WORK REQUEST -> Print exactly the lines below between the line holding "Target: dark wood bed leg" and the line holding "Target: blue comforter", inclusive, and nothing more.

DATA PROVIDED ->
┌──
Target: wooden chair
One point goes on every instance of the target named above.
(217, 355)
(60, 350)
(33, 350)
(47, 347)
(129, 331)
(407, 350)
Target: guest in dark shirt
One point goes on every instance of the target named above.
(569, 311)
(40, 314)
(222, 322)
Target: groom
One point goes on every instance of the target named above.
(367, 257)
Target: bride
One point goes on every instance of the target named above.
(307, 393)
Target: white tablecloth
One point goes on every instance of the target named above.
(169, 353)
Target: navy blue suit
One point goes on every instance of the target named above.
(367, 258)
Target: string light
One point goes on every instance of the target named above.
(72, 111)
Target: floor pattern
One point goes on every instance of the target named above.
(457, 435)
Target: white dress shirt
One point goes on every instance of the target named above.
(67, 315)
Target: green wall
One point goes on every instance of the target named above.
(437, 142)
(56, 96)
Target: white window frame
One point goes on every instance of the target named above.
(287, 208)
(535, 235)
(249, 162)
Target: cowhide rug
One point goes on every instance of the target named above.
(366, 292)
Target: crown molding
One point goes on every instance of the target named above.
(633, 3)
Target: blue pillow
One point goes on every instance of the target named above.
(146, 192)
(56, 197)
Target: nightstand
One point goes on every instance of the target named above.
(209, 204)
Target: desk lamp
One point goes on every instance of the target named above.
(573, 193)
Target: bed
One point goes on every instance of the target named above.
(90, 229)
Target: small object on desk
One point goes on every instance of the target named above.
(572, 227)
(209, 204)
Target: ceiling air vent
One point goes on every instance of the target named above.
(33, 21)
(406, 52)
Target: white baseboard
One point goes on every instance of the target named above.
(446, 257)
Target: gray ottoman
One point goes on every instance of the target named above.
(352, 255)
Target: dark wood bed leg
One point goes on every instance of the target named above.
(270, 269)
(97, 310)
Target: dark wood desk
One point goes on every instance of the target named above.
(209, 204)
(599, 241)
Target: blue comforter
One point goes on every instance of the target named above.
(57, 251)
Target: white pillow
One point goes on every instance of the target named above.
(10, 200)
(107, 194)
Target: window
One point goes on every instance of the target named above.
└──
SOLVED EXERCISE ->
Target: dark wood bed leg
One point goes on every instance of the target named above.
(270, 269)
(97, 310)
Target: dark wood desk
One point goes on every instance of the target named above.
(209, 204)
(599, 241)
Target: blue comforter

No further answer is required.